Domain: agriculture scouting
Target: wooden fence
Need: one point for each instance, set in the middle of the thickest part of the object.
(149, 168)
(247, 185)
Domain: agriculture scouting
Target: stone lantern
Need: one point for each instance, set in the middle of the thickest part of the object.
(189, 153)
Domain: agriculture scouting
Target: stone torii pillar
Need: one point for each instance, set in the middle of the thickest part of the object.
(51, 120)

++++

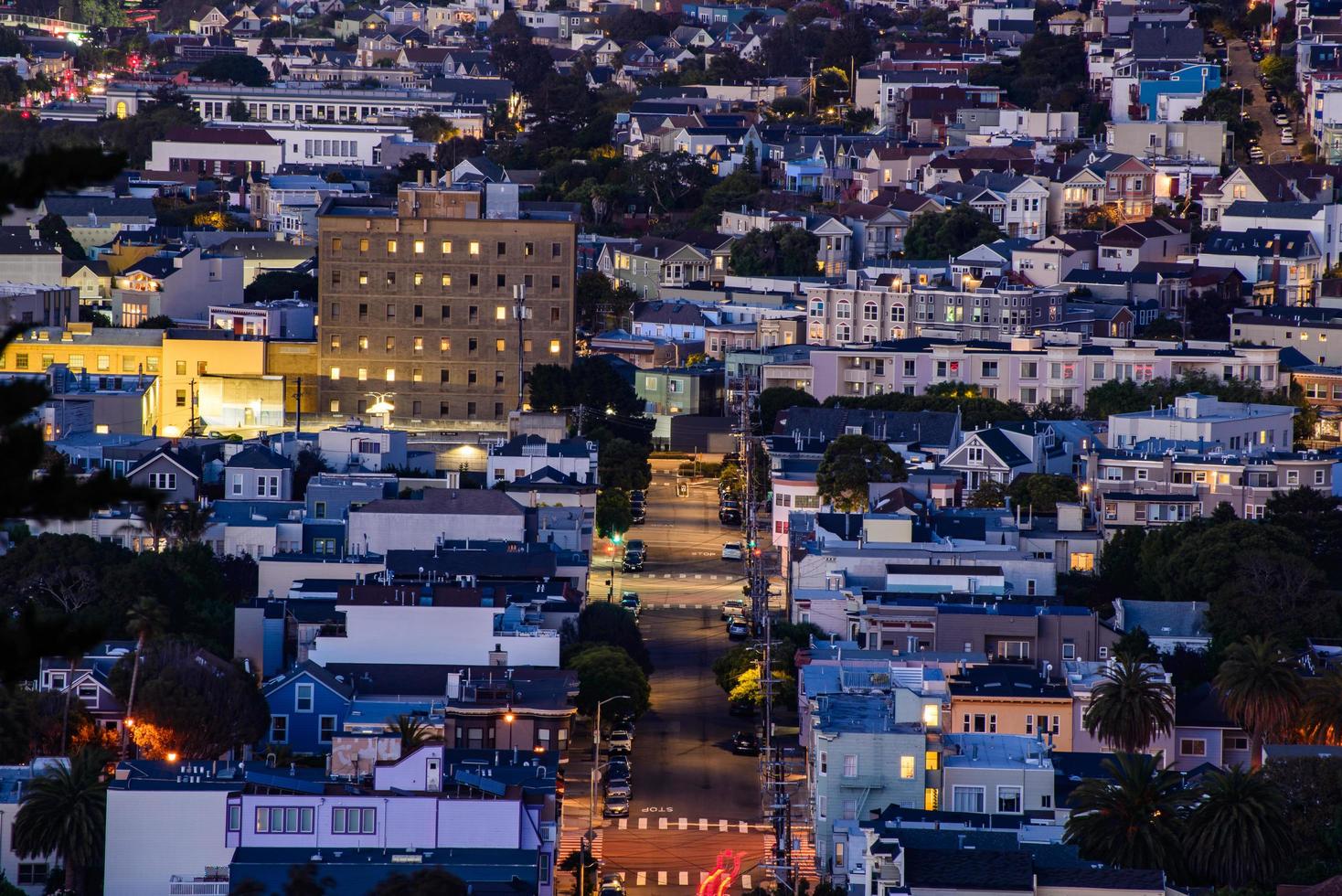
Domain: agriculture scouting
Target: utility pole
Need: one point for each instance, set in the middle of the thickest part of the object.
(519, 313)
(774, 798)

++++

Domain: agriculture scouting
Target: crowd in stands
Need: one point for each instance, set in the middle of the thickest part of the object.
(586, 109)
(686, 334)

++++

__Request__. Locate every line in the records above that contains the word "stone", and copy each of those lines. Case counts.

__Answer to this problem__.
Target: stone lantern
Target: stone torii pillar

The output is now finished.